What you have to do
No pictures belong in the answer. Repeat all the entries exactly.
------------------------
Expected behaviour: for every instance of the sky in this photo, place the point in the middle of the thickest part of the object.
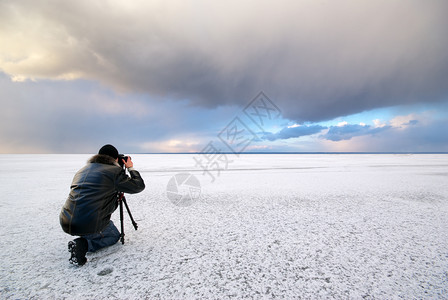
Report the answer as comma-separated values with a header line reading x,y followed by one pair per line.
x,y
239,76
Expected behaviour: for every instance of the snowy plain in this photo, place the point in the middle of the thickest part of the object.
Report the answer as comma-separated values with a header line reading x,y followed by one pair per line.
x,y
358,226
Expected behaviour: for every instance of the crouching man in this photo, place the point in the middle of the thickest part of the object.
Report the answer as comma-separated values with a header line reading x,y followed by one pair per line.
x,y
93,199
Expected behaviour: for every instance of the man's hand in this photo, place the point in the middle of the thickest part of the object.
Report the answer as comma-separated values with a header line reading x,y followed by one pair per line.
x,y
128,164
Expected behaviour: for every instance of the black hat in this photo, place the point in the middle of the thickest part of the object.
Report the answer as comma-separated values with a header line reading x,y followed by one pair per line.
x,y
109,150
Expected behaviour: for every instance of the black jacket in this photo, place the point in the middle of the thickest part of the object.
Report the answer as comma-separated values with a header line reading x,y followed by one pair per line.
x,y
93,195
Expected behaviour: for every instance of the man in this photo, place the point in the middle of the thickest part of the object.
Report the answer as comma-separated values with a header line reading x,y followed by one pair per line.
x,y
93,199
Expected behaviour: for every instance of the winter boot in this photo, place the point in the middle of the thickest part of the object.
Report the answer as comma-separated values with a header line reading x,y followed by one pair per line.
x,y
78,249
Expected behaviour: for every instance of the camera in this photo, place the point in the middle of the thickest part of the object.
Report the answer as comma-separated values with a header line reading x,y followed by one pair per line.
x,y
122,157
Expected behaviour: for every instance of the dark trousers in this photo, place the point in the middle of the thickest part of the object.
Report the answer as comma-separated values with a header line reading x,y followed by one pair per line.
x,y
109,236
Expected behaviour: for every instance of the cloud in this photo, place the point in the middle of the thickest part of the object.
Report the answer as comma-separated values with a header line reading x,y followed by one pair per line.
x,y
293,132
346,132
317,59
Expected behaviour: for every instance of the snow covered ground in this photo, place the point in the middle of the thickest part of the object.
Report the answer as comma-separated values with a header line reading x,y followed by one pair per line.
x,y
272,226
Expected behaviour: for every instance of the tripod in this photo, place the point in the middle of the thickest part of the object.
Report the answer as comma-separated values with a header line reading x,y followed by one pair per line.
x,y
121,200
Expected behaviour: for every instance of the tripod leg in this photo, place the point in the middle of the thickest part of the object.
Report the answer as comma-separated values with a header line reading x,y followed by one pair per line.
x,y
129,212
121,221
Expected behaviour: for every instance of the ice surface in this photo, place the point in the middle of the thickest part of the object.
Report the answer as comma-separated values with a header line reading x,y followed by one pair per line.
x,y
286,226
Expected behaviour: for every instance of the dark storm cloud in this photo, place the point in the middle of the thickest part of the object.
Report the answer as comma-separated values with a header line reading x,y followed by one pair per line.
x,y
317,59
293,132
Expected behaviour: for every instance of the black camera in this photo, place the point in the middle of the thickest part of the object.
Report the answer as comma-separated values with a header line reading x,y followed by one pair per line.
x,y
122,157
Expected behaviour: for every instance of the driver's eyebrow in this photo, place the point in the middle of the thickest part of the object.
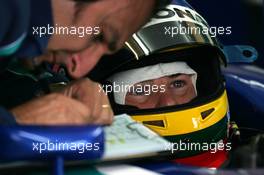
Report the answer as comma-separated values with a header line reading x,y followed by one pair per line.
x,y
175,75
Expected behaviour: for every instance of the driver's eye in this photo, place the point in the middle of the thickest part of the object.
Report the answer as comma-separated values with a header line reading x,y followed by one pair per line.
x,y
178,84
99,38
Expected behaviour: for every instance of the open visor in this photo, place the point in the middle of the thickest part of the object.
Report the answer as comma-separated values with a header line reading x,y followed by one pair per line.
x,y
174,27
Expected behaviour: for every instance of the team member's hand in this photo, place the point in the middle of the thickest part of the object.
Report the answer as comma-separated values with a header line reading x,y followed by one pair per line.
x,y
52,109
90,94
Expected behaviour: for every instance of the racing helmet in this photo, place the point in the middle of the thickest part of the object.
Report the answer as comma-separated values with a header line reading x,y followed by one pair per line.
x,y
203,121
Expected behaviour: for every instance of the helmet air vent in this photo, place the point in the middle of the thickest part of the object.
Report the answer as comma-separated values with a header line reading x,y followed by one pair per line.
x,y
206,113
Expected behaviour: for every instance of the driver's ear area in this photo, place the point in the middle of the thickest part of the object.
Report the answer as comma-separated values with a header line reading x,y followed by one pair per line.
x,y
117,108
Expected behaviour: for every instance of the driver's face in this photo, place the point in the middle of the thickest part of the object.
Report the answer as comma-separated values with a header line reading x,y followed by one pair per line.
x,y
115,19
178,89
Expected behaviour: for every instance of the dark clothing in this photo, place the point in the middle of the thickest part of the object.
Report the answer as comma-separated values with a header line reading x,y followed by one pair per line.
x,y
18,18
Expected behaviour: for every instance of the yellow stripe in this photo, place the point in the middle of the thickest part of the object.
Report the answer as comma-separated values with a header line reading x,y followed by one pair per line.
------------------------
The completed task
Expected behaviour: for every instance of the sky in this photo, place the point in the middle of the thickest part of the object.
Report the answer as comma-separated values with a header line reading x,y followed by one pair per line.
x,y
239,76
Expected behaviour: for every instance of the snowy plain in this photo, place the point in the middle of the thickest part of the object.
Report the answer as comma-separated values with a header line reading x,y followed by one pair per line.
x,y
358,226
Expected behaviour: for every instance of the crouching man in this photo, place the point in the middle of the thickest part of the object.
Report the answer as comma-separated values with a header line reading x,y followed by one pair per line.
x,y
93,199
Expected behaviour: for every instance of the man's hand in this photo, place the point in the middle of the thickest part of the object.
Report the answer as comma-separated values with a header line reading x,y followed by one pair per line.
x,y
128,164
Expected behaviour: for every instance of the black hat in this photo, place the point in the middle of the thickest part of the object.
Report the answer as comma-separated values with a header line reading x,y followed by one pair per line.
x,y
109,150
Expected behaviour: for every instance of the black jacket in this photo, place the point in the middle of the thickest part of the object.
Report the answer as comma-separated values with a header line reading x,y followed by one pair per line.
x,y
93,195
Expected behaviour: for every instance of the man in this photo, place the point in the middle of the thickest part of the object.
Report the answer as comma-separated values with a header line reading x,y followed by one pair per line.
x,y
93,199
Expected behaviour: for every instance of the winter boot in this photo, place the point in the middle of the thickest part of the object.
Report the answer as comma-separated values with a header line reading x,y followed by one pair per line.
x,y
78,249
Expected behaviour: for every instance of the camera in this photo, place the point in the middle of the thickest part of the object.
Report the answer as comma-separated values with a header line reading x,y followed by one pair per line.
x,y
122,157
Expected behaviour: for every instance of the dark trousers in this photo, place the point in the middle of the thickest part of the object.
Report the answer as comma-separated values with a header line reading x,y followed by one pair per line.
x,y
109,236
Expected behaviour: for every instance of the cloud in this photo, place the point in the middle of the thickest part of the object.
Report the answer as comma-separated values with a header line reading x,y followed by one pair per line.
x,y
293,132
346,132
317,59
Expected behaviour: for every instance of the snow covered ground in this photo, place the point in the middle of the thickest part of the object.
Report the answer as comma-separated values with a header line reading x,y followed by one pair per line.
x,y
272,226
Expected behaviour: for every instance of the tripod in this photo, place the point in the middle of the thickest part of the object.
Report the answer as comma-separated values with a header line reading x,y followed by one pair per line.
x,y
121,200
Expected behaviour: for every instance of the tripod leg in this photo, place the point in the middle of the thickest part of the object.
Report the answer as comma-separated values with a header line reading x,y followed by one pair per line.
x,y
129,212
121,221
Expected behaviour: for every instance of the ice surface in this photo, place the point in the middle of the thickest part of the object.
Report the answer as comma-separated values with a header line reading x,y followed by one pair per line.
x,y
286,226
Expected behaviour: for every instance of the dark storm cloud in this photo, place the point in the middle of the thickest part of the object.
Report the answer as comma-separated values with a header line reading x,y followed by one pair per line.
x,y
317,59
293,132
Expected behaviour: for every instance of the black camera in this photo, place the point in the middle of the thickest part of the object.
Report the answer as comma-separated values with a header line reading x,y followed by one pair per line.
x,y
122,157
Expected behaviour: for every instance of the driver's eyebrow in this photo, place the point in the middle of the thickest part of the object.
Report the answer as comma-separated values with a header line reading x,y followed by one pair per line.
x,y
175,75
Expected behaviour: for every instance of the driver's eye in this photo, place the point in the middle of the thickest part of the object.
Report the answer as comma-separated values with a header line reading x,y followed by one pair per line.
x,y
178,84
99,38
Expected behaviour: for every instance of the open visor in this photo, place the point in the middle of the thickest part of the object.
Report the answer as comma-separated values with a header line reading x,y followed by one pair per line.
x,y
174,27
Expected behaviour: for every instance of the team member's hand in this photo, place the point in the middle of the thickest part of the object.
Report the answer as comma-separated values with a header line reading x,y followed by one pair per line.
x,y
52,109
90,94
Expected behaviour: for every instance of the racing helmet in this photo, place the point in the middle of the thickest part of the object.
Report the answer as comma-separated values with a header line reading x,y followed by one pair per line.
x,y
203,121
Expected behaviour: for every instance of the helmet air vent in this photo, place the point in the middle of the thickest part of the object.
Report the answer as comma-separated values with a header line reading x,y followed by one pair per line.
x,y
206,113
Expected behaviour: for every instance of the driver's ear area in this photo, place the point in the middle of the thickest part of the object.
Report the answer as comma-separated values with a header line reading x,y followed by one pair per line.
x,y
117,108
Expected behaviour: for every instance of the driver's face in this photo, place the point in the middle of the thickest part of the object.
Report the answer as comma-separated values with a header line reading x,y followed by one pair per line.
x,y
115,19
178,89
Expected behaviour: for every instance of the dark clothing in this photo, place the point in the middle of the thickest part of the object.
Report the answer as comma-separated values with a header line reading x,y followed by one pair per line.
x,y
18,18
Expected behaviour: for every instance of the yellow stripe in this photo, place the point in the middle of the thickest part of the object.
Report the answer as comma-separated values with a header line reading x,y followed by one pair per line.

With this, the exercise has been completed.